▶ **Exercise brief**
Please repeat the records word for word, starting at the line that contains "In this photo, where can the blue" and ending at the end of the records.

(Items drawn from a data source)
********
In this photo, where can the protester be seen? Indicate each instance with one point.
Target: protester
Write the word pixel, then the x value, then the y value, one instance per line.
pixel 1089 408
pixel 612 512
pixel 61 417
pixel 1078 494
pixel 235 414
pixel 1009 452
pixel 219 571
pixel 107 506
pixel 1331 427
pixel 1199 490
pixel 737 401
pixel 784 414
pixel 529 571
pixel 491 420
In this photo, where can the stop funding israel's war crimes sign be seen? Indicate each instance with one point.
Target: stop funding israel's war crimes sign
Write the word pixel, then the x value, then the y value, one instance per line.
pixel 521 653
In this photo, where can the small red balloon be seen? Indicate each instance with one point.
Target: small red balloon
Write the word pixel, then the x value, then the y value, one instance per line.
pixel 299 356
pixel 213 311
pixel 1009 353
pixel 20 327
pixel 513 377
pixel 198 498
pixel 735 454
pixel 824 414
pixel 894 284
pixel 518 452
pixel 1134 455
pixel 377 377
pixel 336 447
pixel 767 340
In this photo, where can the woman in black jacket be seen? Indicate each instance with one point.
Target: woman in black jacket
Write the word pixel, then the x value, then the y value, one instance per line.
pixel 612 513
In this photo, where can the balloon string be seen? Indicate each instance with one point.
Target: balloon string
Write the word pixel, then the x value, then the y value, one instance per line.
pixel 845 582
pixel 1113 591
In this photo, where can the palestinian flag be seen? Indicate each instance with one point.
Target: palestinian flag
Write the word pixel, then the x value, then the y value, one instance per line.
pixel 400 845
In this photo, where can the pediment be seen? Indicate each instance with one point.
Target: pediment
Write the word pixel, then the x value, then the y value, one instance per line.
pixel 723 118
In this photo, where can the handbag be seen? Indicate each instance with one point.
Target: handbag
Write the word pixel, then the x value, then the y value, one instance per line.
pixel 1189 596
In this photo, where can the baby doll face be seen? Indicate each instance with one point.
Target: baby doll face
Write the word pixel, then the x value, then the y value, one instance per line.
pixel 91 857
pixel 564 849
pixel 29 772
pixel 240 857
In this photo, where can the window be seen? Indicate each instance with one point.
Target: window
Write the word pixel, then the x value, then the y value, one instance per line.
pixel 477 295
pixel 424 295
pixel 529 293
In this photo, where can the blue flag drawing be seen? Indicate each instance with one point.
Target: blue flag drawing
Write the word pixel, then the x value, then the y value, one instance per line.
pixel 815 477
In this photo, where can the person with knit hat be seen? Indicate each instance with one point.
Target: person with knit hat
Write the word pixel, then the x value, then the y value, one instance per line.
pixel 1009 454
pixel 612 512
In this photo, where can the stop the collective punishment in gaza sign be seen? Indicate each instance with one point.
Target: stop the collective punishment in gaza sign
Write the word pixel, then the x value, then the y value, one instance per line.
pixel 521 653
********
▶ **Answer**
In this photo, where can the blue flag drawing be seen? Indicate each instance with one point.
Target: blue flag drawing
Write the word pixel, then the x value, then the y value, one instance per line.
pixel 815 477
In this photo, where can the person with knit hat be seen? Indicate each instance with one point.
Target: person with knit hat
Write the word pixel, then the x value, then the y value, one instance per line.
pixel 1009 454
pixel 612 512
In this photo, where can the stop the collective punishment in gaza sign be seen? Indicate each instance with one point.
Target: stop the collective punishment in gaza sign
Write the word pixel, then the x value, then the y value, one instance per line.
pixel 521 653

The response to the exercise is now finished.